---------- Material for this task ----------
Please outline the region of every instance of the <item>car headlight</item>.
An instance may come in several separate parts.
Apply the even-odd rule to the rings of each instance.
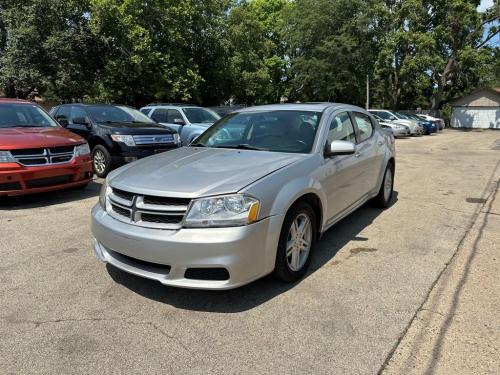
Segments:
[[[10,151],[0,151],[0,163],[16,163]]]
[[[257,220],[260,202],[248,195],[235,194],[193,200],[184,226],[191,228],[232,227]]]
[[[111,192],[111,188],[108,185],[108,180],[104,180],[101,185],[101,191],[99,192],[99,204],[104,211],[107,211],[108,205],[108,194]]]
[[[90,147],[88,143],[84,143],[75,147],[75,156],[83,156],[88,154],[90,154]]]
[[[181,137],[179,136],[179,133],[174,133],[174,143],[181,143]]]
[[[111,134],[111,139],[115,142],[125,143],[127,146],[135,146],[134,137],[131,135]]]

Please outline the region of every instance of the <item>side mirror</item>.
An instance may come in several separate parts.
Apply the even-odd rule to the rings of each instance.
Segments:
[[[186,125],[186,123],[184,122],[184,120],[181,119],[181,118],[175,118],[174,119],[174,124],[177,124],[177,125]]]
[[[59,117],[56,117],[56,120],[59,123],[59,125],[61,125],[63,128],[68,126],[68,119],[66,117],[59,116]]]
[[[87,128],[90,127],[89,120],[86,117],[75,117],[73,124],[85,125]]]
[[[328,145],[325,150],[325,156],[334,156],[334,155],[351,155],[356,152],[356,145],[352,142],[347,141],[333,141],[330,143],[330,147],[328,149]]]

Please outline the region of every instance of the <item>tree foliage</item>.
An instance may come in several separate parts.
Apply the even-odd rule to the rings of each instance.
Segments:
[[[2,0],[0,91],[215,105],[433,107],[500,84],[498,2]]]

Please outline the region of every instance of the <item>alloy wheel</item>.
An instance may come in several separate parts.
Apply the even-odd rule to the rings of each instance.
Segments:
[[[301,213],[292,221],[286,243],[286,261],[292,271],[300,271],[307,262],[312,243],[311,219]]]
[[[384,199],[388,202],[392,195],[392,169],[387,168],[384,177]]]
[[[94,169],[97,173],[104,173],[106,170],[106,157],[101,150],[94,153]]]

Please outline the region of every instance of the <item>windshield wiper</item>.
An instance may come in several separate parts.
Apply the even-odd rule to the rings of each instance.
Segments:
[[[235,148],[235,149],[241,149],[241,150],[254,150],[254,151],[268,151],[265,148],[251,146],[248,143],[240,143],[239,145],[221,145],[221,146],[215,146],[215,147],[216,148]]]
[[[207,147],[203,143],[192,143],[189,145],[189,147]]]

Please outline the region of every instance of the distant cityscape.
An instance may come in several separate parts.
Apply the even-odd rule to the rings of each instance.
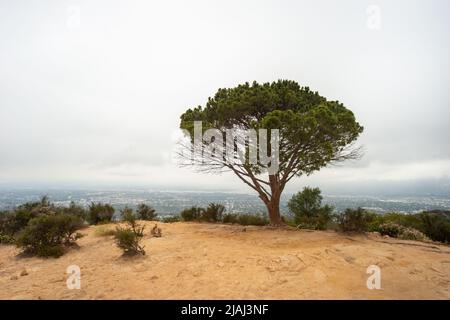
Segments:
[[[178,214],[191,206],[206,207],[211,202],[225,205],[229,213],[264,213],[265,207],[255,194],[231,192],[155,191],[155,190],[60,190],[17,189],[0,191],[0,210],[12,209],[28,201],[36,201],[43,195],[58,205],[69,205],[71,201],[87,207],[91,202],[110,203],[116,209],[125,206],[135,208],[140,203],[153,206],[160,215]],[[286,214],[286,203],[290,194],[282,197],[281,211]],[[324,195],[324,204],[332,205],[335,211],[363,207],[376,212],[420,212],[423,210],[450,210],[450,196],[343,196]]]

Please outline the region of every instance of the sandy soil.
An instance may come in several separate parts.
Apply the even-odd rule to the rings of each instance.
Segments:
[[[146,223],[147,232],[153,223]],[[450,299],[450,247],[332,231],[173,223],[124,258],[89,227],[58,259],[0,246],[1,299]],[[69,265],[81,289],[66,285]],[[369,290],[369,265],[381,289]],[[26,272],[24,272],[24,270]],[[26,273],[26,275],[21,275]]]

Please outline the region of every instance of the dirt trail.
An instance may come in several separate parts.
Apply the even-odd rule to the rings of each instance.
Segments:
[[[153,223],[147,222],[147,233]],[[376,235],[159,224],[144,257],[123,258],[95,229],[59,259],[0,246],[1,299],[450,299],[450,247]],[[66,286],[69,265],[81,289]],[[369,290],[366,269],[381,268]],[[26,275],[20,275],[26,270]]]

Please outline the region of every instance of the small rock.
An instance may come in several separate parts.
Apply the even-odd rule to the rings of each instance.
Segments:
[[[277,269],[276,269],[274,266],[267,266],[266,269],[267,269],[269,272],[275,272],[275,271],[277,271]]]
[[[19,279],[19,277],[18,276],[12,276],[10,279],[11,280],[17,280],[17,279]]]
[[[224,264],[223,262],[219,262],[219,263],[217,264],[217,266],[218,266],[219,268],[223,268],[223,267],[225,266],[225,264]]]
[[[27,276],[27,275],[28,275],[27,270],[22,270],[22,272],[20,273],[21,277],[24,277],[24,276]]]
[[[355,261],[355,258],[351,256],[345,256],[344,260],[347,261],[348,263],[353,263]]]
[[[153,276],[150,278],[150,280],[156,280],[156,279],[158,279],[158,276]]]
[[[200,277],[202,275],[202,273],[200,271],[195,271],[193,276],[194,277]]]
[[[242,228],[242,232],[245,232],[245,231],[247,231],[247,228]]]

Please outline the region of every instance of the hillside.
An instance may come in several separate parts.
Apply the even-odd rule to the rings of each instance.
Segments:
[[[147,232],[153,223],[147,222]],[[1,299],[450,299],[450,247],[332,231],[173,223],[121,257],[112,236],[82,230],[58,259],[0,246]],[[112,226],[111,226],[112,227]],[[66,268],[81,268],[81,289]],[[366,287],[369,265],[381,290]],[[26,272],[24,272],[24,270]],[[25,274],[25,275],[21,275]]]

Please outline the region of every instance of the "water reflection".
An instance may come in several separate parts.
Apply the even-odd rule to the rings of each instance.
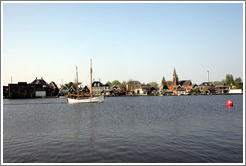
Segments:
[[[227,132],[231,132],[232,131],[232,124],[231,124],[231,107],[227,107]]]
[[[89,137],[89,140],[90,140],[90,143],[91,143],[91,146],[92,148],[94,148],[94,116],[95,116],[95,113],[94,113],[94,104],[90,104],[90,107],[89,107],[89,116],[90,116],[90,121],[89,121],[89,127],[88,127],[88,130],[89,130],[89,134],[90,134],[90,137]]]
[[[78,140],[79,139],[79,135],[80,135],[80,133],[81,133],[81,129],[80,129],[80,125],[81,125],[81,120],[82,120],[82,117],[81,117],[81,110],[76,110],[75,111],[75,120],[74,120],[74,122],[75,122],[75,132],[74,132],[74,138],[76,139],[76,140]]]

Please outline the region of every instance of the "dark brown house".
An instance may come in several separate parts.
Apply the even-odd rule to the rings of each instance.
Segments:
[[[35,97],[35,85],[26,82],[18,82],[18,84],[9,84],[9,98],[32,98]]]
[[[58,95],[58,87],[55,82],[47,84],[43,78],[35,79],[30,84],[27,82],[18,82],[17,84],[8,85],[9,98],[33,98],[42,96],[56,96]],[[41,94],[41,95],[40,95]]]

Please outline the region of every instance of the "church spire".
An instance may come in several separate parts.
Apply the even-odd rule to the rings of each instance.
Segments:
[[[173,71],[173,76],[177,76],[175,68],[174,68],[174,71]]]
[[[176,70],[174,68],[174,71],[173,71],[173,85],[177,85],[178,84],[178,81],[177,81],[177,74],[176,74]]]

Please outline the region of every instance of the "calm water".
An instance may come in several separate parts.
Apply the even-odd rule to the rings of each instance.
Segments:
[[[243,162],[242,95],[65,102],[5,99],[3,162]]]

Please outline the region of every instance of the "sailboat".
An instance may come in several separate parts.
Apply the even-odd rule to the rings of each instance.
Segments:
[[[79,83],[78,83],[78,69],[76,66],[76,77],[77,77],[77,95],[74,95],[74,98],[67,98],[67,102],[69,104],[76,104],[76,103],[101,103],[104,101],[104,96],[94,96],[92,93],[92,61],[91,61],[91,69],[90,69],[90,77],[91,77],[91,89],[90,89],[90,96],[79,96]]]

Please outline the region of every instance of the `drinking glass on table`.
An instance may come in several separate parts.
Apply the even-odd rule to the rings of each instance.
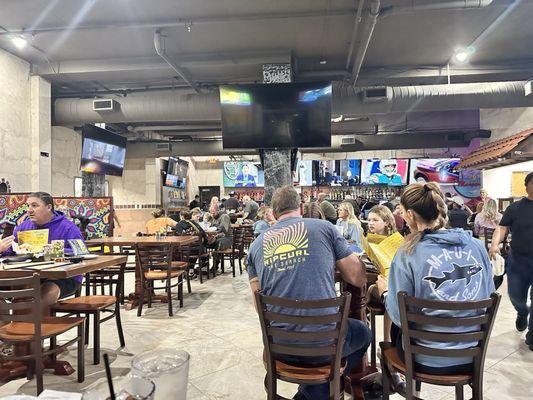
----------
* [What this task involves] Wherever the word "item" occurs in the data above, copy the line it sits in.

* [Answer to the exercise]
Please outline the region of every instance of the <item>car headlight</item>.
Please outline the region of every instance of the <item>side mirror</item>.
Please outline the region of every instance of the <item>tree foliage</item>.
Please outline the region of every instance of the <item>alloy wheel</item>.
Please outline the region of every instance of the <item>windshield wiper</item>.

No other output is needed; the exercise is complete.